-- BEGIN --
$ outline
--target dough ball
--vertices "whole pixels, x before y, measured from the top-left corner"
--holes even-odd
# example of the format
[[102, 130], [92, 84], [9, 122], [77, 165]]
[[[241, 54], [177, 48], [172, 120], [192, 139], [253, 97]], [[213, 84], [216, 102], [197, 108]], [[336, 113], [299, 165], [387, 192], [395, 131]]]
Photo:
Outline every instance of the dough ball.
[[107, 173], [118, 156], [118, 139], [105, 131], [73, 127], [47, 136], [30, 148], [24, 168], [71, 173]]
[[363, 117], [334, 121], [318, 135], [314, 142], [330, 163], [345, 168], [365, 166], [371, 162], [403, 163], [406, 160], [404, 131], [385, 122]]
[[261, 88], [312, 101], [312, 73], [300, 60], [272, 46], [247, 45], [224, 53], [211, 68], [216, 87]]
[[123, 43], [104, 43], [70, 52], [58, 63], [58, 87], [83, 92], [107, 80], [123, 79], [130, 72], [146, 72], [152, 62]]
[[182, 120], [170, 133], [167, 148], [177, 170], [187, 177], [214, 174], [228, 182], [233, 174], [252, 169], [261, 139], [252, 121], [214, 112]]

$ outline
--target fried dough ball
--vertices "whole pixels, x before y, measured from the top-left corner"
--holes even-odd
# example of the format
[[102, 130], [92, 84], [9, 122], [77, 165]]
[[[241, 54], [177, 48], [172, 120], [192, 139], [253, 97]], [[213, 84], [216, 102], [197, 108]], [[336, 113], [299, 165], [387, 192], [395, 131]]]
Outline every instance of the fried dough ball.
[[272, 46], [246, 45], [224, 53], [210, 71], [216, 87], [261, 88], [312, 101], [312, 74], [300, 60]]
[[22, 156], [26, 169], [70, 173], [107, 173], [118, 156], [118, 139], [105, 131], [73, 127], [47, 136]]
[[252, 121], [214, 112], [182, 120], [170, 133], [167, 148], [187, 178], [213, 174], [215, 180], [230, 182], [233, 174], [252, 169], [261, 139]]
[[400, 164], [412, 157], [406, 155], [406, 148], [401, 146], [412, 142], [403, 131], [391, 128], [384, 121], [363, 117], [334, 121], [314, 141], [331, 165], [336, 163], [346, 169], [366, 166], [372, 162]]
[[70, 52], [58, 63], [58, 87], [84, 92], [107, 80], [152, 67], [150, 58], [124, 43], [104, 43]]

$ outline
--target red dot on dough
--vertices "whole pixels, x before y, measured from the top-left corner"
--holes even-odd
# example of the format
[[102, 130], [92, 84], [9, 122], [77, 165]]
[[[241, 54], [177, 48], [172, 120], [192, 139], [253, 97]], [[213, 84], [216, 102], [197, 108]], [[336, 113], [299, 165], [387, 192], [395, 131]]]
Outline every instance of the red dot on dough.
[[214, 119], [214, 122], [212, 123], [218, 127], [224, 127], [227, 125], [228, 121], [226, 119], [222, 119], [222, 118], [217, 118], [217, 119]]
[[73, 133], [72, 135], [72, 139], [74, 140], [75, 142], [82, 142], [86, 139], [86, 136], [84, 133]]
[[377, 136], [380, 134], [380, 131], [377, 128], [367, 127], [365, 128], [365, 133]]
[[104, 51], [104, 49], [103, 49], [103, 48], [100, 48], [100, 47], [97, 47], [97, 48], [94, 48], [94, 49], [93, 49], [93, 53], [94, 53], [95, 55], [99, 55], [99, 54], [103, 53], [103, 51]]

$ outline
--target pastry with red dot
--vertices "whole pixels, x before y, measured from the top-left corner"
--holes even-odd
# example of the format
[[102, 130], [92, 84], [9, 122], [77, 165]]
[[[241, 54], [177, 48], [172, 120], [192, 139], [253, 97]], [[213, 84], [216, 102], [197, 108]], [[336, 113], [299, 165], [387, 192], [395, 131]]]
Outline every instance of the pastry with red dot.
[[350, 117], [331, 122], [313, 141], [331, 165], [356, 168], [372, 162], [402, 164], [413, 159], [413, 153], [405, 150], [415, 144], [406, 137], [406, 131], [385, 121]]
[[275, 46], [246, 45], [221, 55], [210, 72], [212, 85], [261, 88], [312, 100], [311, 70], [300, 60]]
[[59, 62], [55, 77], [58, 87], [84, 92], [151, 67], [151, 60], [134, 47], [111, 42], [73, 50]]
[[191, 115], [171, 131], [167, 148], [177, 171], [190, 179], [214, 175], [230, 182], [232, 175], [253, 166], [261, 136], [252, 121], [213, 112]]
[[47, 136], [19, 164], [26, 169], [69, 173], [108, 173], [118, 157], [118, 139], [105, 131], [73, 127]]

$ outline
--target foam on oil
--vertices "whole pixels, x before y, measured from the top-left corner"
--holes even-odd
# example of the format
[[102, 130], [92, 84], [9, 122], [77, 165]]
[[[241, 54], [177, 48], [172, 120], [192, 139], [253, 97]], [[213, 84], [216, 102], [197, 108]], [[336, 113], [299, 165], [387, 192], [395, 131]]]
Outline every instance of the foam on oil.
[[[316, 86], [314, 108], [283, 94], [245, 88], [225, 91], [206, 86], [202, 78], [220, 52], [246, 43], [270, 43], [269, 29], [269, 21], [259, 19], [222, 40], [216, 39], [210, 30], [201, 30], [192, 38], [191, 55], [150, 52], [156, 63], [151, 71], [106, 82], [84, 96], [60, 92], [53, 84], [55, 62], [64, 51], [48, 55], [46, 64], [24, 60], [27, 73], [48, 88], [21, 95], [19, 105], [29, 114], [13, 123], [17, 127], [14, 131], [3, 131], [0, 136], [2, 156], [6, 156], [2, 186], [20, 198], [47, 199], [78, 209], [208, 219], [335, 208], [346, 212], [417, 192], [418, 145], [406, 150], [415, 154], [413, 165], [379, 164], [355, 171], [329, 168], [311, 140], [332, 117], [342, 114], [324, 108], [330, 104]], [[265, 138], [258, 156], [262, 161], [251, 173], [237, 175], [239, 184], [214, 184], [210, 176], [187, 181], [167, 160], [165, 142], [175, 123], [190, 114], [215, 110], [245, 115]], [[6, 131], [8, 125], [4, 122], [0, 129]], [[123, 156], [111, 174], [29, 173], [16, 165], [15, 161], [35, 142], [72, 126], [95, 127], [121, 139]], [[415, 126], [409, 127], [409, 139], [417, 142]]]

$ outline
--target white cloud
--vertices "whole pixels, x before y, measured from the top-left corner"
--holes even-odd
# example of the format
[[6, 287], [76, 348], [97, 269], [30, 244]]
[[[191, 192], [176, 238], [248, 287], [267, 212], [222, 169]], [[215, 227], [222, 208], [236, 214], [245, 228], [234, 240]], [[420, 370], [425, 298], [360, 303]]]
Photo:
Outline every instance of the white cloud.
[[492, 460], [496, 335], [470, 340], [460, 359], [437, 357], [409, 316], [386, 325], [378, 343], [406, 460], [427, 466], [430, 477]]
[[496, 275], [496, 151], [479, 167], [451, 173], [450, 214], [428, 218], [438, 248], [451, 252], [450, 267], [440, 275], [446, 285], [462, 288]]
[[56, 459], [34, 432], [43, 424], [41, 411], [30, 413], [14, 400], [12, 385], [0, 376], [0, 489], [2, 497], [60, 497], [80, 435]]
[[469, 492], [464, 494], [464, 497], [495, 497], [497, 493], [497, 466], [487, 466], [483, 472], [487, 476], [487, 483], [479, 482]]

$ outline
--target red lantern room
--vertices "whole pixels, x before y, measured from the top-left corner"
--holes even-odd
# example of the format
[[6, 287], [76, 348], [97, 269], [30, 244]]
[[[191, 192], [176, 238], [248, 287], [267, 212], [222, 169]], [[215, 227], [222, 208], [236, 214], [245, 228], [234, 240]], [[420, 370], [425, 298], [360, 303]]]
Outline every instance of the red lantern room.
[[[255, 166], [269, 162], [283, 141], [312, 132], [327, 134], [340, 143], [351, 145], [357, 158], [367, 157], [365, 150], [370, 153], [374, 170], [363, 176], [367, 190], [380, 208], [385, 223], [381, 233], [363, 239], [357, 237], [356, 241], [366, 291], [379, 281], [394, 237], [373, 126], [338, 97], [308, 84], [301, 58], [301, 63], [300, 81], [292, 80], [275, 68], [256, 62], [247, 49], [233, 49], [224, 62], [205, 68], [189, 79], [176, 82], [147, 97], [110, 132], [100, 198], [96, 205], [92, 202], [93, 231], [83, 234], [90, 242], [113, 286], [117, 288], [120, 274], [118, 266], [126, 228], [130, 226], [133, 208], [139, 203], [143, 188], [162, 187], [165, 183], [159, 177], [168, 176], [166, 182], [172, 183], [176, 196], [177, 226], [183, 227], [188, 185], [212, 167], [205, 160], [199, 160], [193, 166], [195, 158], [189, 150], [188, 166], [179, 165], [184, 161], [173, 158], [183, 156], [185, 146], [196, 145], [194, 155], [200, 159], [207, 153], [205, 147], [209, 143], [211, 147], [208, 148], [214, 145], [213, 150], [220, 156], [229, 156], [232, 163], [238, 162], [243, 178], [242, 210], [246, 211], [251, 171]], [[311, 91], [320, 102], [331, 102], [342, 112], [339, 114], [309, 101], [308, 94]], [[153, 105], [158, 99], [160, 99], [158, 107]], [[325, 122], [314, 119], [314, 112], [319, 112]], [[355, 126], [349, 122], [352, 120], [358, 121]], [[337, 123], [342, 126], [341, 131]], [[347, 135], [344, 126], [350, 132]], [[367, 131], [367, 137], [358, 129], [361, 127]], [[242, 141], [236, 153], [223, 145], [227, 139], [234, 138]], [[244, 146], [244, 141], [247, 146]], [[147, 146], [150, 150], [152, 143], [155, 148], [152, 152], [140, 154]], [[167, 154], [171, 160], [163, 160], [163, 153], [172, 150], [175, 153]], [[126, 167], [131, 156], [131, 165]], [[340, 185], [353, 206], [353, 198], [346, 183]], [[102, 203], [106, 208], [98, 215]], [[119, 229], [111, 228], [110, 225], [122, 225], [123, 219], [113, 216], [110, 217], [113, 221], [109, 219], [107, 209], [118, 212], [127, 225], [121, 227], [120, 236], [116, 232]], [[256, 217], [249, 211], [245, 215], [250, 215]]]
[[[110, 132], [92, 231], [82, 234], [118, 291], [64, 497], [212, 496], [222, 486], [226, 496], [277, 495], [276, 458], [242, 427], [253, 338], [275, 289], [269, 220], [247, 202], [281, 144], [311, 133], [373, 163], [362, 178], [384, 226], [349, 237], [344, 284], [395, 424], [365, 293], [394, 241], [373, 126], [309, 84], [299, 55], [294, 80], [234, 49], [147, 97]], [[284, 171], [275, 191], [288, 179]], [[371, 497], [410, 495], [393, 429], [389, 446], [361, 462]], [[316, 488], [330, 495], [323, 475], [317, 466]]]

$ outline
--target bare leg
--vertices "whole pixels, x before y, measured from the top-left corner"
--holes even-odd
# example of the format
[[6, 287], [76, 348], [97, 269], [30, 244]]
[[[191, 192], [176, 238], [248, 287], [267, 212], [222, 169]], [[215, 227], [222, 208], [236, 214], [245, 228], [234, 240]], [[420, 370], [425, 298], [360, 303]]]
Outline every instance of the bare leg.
-- END --
== DIRECTIONS ==
Pull out every line of the entries above that contains the word "dough", copying each line in full.

== COMPLETED TASK ==
--target dough ball
Outline every instance of the dough ball.
--target fried dough ball
Outline every instance of the fried dough ball.
--target red dot on dough
Outline every instance of the red dot on dough.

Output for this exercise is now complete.